And In That Corner ... The Florida State Seminoles, in the midst of a program-low season
Florida State may be down this year, but if any claimed Notre Dame rival deserves a double dose of insights from beat writers watching the other sideline, it is the Seminoles. Others (Stanford, USC, Michigan) are more familiar due to the regularity of their Irish matchups, and Miami does not show up on the calendar again until 2024.
DF: I am not sure where to start with the Florida State. Let’s begin with weaknesses, otherwise known as the offensive line. It has been an obvious issue since September, but has it improved at all as the season has progressed?
CW: Coming into the season, it was known that Florida State was going to need injury luck on its side with a lack of offensive line depth. There has been almost no luck in this regard. FSU’s most talented offensive lineman, Landon Dickerson, has played in only two games and looks to be done for the season. Two other experienced linemen, Cole Minshew and Derrick Kelly, have also missed time with injuries. Center Alec Eberle has started 41 straight games, but there’s been total flux everywhere else. FSU has been forced to use players out of position and far earlier than they were ready for playing time, trotting out eight different starting offensive lines in nine games this season.
CC: Well, in a word .... No. Florida State is left with a mess up front. It has a converted defensive lineman, Arthur Williams, starting at one spot and a backup center, Brady Scott, starting at one of the tackle positions. Center Alec Eberle is the only lineman with any real experience.
Last week, Florida State rushed for 24 yards. The Seminoles are currently averaging less than 2.4 yards per carry, and Florida State has two former five-star running backs (Cam Akers and Jacques Patrick) in the backfield. The offensive line isn’t just bad. It’s historically bad. And it gives the offense almost zero chance of moving the ball consistently against competent defenses.
Part of that struggle has been giving up 3.11 sacks per game. Meanwhile, one of the greatest reasons to believe in Notre Dame’s chances at running the table is its defensive line. Might the Irish front be able to feast this weekend?
CC: Well, in a word ... Yes. I would be stunned if Notre Dame doesn’t just win the line of scrimmage but dominate it. Florida State has some playmakers outside — most notably Tamorrion Terry — and either one of the quarterbacks can make plays with his right arm. But neither is a great runner. That’s not part of their skillset. So if FSU is going to move the ball it will almost exclusively have to be through the air. And if Notre Dame knows that, if the FSU offense is as one-dimensional as it will likely be, if the FSU offense continually faces second- and third-and-long plays, then yes, I expect Notre Dame to harass the Seminoles QBs all night.

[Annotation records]
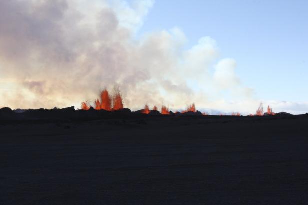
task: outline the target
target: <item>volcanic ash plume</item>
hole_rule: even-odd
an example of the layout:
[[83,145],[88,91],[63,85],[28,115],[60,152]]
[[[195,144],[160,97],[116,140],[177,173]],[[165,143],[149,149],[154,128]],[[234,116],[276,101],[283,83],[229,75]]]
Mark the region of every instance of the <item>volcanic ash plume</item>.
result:
[[[236,61],[221,59],[214,40],[202,37],[184,49],[179,28],[138,33],[154,1],[134,2],[0,1],[0,107],[80,107],[96,99],[91,105],[106,110],[124,104],[136,110],[148,102],[215,108],[224,92],[249,96]],[[114,85],[120,95],[106,91],[98,99],[100,88]]]

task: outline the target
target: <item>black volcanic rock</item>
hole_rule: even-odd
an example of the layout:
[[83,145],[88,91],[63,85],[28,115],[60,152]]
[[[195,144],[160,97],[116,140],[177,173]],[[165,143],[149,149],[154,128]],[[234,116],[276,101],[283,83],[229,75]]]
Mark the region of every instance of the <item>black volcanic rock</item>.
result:
[[267,112],[264,112],[264,114],[263,114],[263,116],[272,116],[274,115],[272,115],[272,114],[268,114]]
[[136,114],[144,114],[144,109],[141,109],[141,110],[136,110],[136,111],[132,112],[133,113],[136,113]]
[[130,115],[132,113],[132,110],[129,108],[123,108],[120,110],[114,110],[112,111],[112,114],[116,114],[117,115]]
[[22,113],[26,111],[26,110],[23,109],[18,108],[15,110],[14,110],[14,111],[17,113]]
[[16,114],[9,107],[4,107],[0,109],[0,119],[12,119],[16,118]]
[[288,115],[288,116],[291,116],[291,115],[293,115],[291,113],[289,113],[288,112],[278,112],[278,113],[276,113],[276,115]]

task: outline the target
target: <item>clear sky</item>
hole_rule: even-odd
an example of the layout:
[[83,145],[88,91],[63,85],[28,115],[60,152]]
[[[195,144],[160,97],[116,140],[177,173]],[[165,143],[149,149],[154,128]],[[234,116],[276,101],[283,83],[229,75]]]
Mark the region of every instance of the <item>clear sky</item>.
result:
[[260,99],[308,101],[308,1],[156,0],[140,32],[180,28],[215,39]]

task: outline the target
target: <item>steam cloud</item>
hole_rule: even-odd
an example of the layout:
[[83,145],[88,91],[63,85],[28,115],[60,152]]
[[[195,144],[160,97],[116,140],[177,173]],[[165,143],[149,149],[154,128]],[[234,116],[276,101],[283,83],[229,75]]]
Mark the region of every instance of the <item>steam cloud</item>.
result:
[[212,38],[185,50],[175,27],[136,39],[154,0],[110,1],[0,1],[0,107],[80,107],[116,85],[132,109],[258,107]]

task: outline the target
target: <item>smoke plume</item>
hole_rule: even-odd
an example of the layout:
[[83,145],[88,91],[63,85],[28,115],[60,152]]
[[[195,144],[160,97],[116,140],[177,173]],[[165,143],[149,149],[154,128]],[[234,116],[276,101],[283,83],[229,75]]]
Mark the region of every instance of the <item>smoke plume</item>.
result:
[[259,102],[236,76],[235,60],[222,59],[211,37],[188,49],[176,27],[135,37],[154,4],[0,1],[0,107],[80,107],[116,86],[132,109],[194,102],[236,111],[243,108],[236,99],[250,101],[244,112],[254,110]]

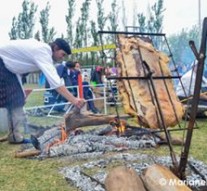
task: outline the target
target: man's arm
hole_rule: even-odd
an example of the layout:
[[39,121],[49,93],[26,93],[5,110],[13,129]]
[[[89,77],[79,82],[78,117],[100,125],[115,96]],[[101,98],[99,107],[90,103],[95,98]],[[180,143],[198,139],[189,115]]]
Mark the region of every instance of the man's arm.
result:
[[84,99],[74,97],[73,94],[71,94],[65,86],[60,86],[56,88],[56,91],[59,94],[61,94],[65,99],[67,99],[69,102],[71,102],[72,104],[74,104],[79,108],[81,108],[85,103]]

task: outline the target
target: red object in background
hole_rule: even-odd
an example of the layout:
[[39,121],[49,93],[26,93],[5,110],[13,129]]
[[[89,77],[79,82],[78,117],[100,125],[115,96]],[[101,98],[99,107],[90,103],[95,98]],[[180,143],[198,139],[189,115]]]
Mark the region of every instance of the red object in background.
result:
[[78,74],[78,91],[79,91],[79,97],[83,98],[83,82],[82,82],[81,73]]

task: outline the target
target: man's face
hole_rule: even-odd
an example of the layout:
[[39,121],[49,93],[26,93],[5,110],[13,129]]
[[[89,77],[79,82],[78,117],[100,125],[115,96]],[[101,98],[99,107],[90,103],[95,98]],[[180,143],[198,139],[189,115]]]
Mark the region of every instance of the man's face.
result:
[[52,58],[56,62],[62,61],[67,56],[66,52],[62,49],[55,50],[53,52]]

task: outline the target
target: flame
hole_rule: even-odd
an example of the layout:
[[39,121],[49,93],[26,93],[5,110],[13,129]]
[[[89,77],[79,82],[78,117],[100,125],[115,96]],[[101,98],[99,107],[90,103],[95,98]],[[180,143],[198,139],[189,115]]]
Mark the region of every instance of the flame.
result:
[[61,136],[60,138],[56,138],[54,139],[54,141],[50,144],[47,145],[47,148],[46,150],[49,151],[50,147],[54,146],[54,145],[59,145],[59,144],[62,144],[65,142],[65,140],[67,139],[68,137],[68,134],[65,130],[65,127],[63,125],[60,126],[60,129],[61,129]]

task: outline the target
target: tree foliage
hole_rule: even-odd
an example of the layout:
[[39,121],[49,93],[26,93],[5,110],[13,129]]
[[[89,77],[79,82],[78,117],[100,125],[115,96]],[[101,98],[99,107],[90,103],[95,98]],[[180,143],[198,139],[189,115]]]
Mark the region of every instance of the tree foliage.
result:
[[51,42],[56,34],[55,28],[49,28],[50,4],[47,2],[45,9],[40,11],[40,24],[42,28],[42,38],[44,42]]
[[185,70],[189,68],[192,61],[195,59],[190,49],[189,41],[193,40],[195,42],[195,45],[198,47],[200,43],[198,34],[199,28],[197,26],[193,26],[189,30],[182,29],[180,33],[173,34],[168,37],[170,49],[173,54],[175,63],[178,66],[184,66]]
[[[75,0],[68,0],[68,15],[65,16],[67,23],[67,39],[73,45],[73,17],[75,13]],[[78,27],[78,26],[77,26]]]

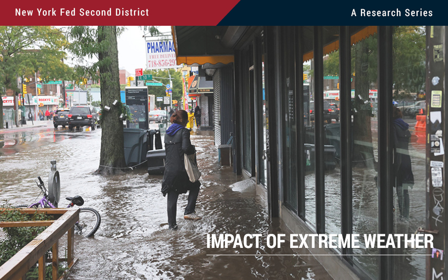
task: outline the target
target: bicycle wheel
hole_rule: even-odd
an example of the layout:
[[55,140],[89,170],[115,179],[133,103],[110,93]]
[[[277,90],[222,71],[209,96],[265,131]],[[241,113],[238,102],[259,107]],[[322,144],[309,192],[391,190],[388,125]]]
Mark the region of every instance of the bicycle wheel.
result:
[[92,236],[101,223],[101,217],[97,211],[92,208],[81,208],[79,221],[75,226],[75,232],[85,237]]

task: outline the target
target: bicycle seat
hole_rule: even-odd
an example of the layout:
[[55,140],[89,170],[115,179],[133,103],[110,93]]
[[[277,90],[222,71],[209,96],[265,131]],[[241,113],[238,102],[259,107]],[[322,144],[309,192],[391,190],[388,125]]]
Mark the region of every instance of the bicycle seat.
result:
[[65,198],[67,200],[70,200],[70,201],[73,202],[78,206],[81,206],[84,204],[84,199],[82,199],[82,197],[79,195],[75,195],[73,197],[71,197],[70,196],[68,196]]

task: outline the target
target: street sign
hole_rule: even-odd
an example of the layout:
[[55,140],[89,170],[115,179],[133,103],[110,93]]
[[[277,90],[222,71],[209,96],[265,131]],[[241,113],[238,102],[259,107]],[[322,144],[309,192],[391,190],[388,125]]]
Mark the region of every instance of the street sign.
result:
[[138,76],[137,79],[138,80],[152,80],[152,74],[150,75],[142,75],[141,76]]
[[46,83],[44,83],[44,85],[62,85],[62,81],[50,81]]
[[153,87],[163,87],[163,84],[162,83],[150,83],[148,82],[146,85],[147,86],[152,86]]
[[[135,82],[137,82],[137,85],[135,85]],[[143,87],[143,81],[131,81],[130,83],[131,87]]]

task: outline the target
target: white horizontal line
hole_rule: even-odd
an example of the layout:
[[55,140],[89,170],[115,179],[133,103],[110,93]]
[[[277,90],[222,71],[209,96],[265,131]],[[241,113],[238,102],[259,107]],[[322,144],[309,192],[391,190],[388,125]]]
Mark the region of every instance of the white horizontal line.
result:
[[432,256],[432,255],[381,255],[381,254],[376,254],[376,255],[302,255],[300,254],[289,254],[289,255],[261,255],[261,254],[257,254],[257,255],[244,255],[244,254],[220,254],[220,255],[207,255],[207,256],[333,256],[334,257],[339,257],[341,256]]

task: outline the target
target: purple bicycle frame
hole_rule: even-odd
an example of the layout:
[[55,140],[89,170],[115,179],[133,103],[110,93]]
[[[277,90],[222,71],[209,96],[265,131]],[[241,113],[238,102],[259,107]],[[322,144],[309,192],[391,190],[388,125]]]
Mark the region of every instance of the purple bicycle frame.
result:
[[38,202],[36,202],[36,203],[33,203],[33,204],[31,204],[31,205],[30,205],[29,206],[28,206],[28,208],[32,208],[33,207],[37,207],[37,206],[39,206],[39,205],[40,205],[40,207],[42,207],[42,208],[44,208],[45,207],[45,205],[48,205],[48,206],[50,206],[51,208],[56,208],[56,207],[55,207],[54,205],[53,205],[53,204],[52,204],[51,202],[50,202],[50,201],[49,201],[48,200],[47,200],[47,199],[45,198],[45,196],[44,196],[43,197],[42,197],[42,199],[40,199],[40,200],[39,200]]

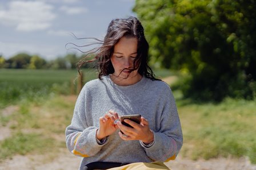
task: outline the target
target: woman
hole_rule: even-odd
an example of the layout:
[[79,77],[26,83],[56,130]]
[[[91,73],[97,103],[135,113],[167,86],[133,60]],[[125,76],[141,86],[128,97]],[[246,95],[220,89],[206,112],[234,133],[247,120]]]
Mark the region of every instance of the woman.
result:
[[[66,130],[69,151],[83,157],[79,169],[165,161],[177,155],[183,138],[175,101],[147,65],[148,50],[136,18],[111,22],[97,53],[99,78],[82,88]],[[133,127],[117,121],[135,114],[142,115],[140,124],[125,121]]]

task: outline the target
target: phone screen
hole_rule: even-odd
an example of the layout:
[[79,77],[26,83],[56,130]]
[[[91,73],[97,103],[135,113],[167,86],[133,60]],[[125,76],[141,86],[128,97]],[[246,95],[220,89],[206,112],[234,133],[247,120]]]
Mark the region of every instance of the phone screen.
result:
[[[125,119],[130,119],[138,124],[139,124],[141,123],[141,115],[139,114],[133,114],[133,115],[123,115],[121,117],[121,121],[122,124],[123,125],[125,125],[128,127],[133,127],[129,125],[128,123],[125,122],[123,121]],[[120,131],[122,133],[123,133],[121,131]]]

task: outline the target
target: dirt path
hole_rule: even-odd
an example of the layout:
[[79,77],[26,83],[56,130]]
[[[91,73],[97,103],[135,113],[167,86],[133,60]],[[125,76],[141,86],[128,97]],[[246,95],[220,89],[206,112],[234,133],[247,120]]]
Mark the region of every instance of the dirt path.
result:
[[[170,84],[175,80],[175,77],[170,77],[163,80]],[[73,102],[76,99],[74,96],[66,97],[65,98]],[[18,109],[17,106],[11,106],[6,107],[0,113],[7,116]],[[8,125],[0,127],[0,140],[11,135],[11,130],[8,127]],[[65,139],[63,136],[61,138]],[[0,162],[0,170],[78,169],[80,161],[80,157],[73,155],[67,149],[63,148],[51,158],[49,155],[14,156],[11,159]],[[175,160],[170,161],[166,164],[172,170],[256,170],[256,165],[251,165],[248,159],[245,157],[240,159],[219,157],[209,160],[193,161],[182,158],[179,155]]]
[[[58,157],[45,163],[43,155],[14,156],[0,164],[0,170],[70,170],[78,169],[81,158],[63,151]],[[166,163],[171,170],[256,170],[245,158],[218,158],[209,160],[193,161],[178,157]]]

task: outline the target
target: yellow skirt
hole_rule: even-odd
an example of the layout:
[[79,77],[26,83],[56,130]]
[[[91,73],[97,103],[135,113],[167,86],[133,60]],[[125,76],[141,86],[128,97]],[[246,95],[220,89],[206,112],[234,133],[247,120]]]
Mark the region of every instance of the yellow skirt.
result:
[[135,163],[117,168],[108,169],[109,170],[130,170],[130,169],[142,169],[142,170],[158,170],[167,169],[170,170],[163,162],[159,161],[152,163]]

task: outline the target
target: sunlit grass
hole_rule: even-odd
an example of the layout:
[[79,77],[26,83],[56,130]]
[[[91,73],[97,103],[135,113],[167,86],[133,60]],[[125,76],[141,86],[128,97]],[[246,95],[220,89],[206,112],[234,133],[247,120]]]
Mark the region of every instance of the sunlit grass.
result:
[[246,156],[256,163],[255,101],[228,98],[219,104],[177,103],[183,155],[194,159]]

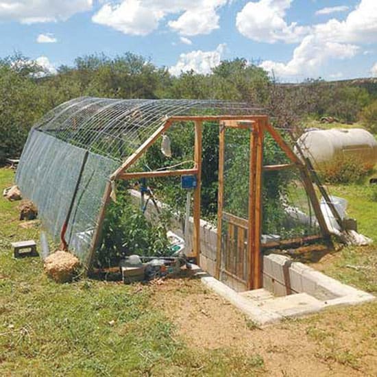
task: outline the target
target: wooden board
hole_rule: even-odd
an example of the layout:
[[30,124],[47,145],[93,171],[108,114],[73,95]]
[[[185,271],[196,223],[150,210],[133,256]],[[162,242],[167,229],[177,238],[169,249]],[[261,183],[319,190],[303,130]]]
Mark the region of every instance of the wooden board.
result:
[[225,127],[220,125],[219,134],[219,186],[217,194],[217,245],[216,255],[217,279],[220,278],[221,266],[221,228],[224,195],[224,156],[225,156]]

• _Goal 1_: Name every Florida State offensive lineman mentioned in the interview about the Seminoles.
• _Goal 2_: According to the Seminoles interview, how many different starting offensive lines has Florida State used in nine games this season?
• _Goal 3_: Extend the interview about the Florida State Seminoles, picking up right after its final answer.

• _Expected answer 1_: Landon Dickerson, Cole Minshew, Derrick Kelly, Alec Eberle, Arthur Williams, Brady Scott

• _Expected answer 2_: Eight.

• _Expected answer 3_:
Deondre Francois led the way in the season’s first eight games for Florida State. His 254.9 passing yards per game were the primary source of any Seminoles’ offensive success, even if he completed only 60.9 percent of his passes and complemented 13 touchdowns with seven interceptions. Then James Blackman got the start last week at North Carolina State. My understanding is that tied to a Francois ribs injury, correct?
CW: It was first reported as a head injury, then a rib injury and then Francois said this week it was a concussion suffered against Clemson. Whatever it was, he said he’s 100 percent again and has practiced in a full capacity all week.
Blackman played well, throwing for 421 yards and four touchdowns on 29-of-46 passing. Could there be a budding quarterback controversy on Willie Taggart’s hands? Who should Notre Dame fans expect to see this weekend?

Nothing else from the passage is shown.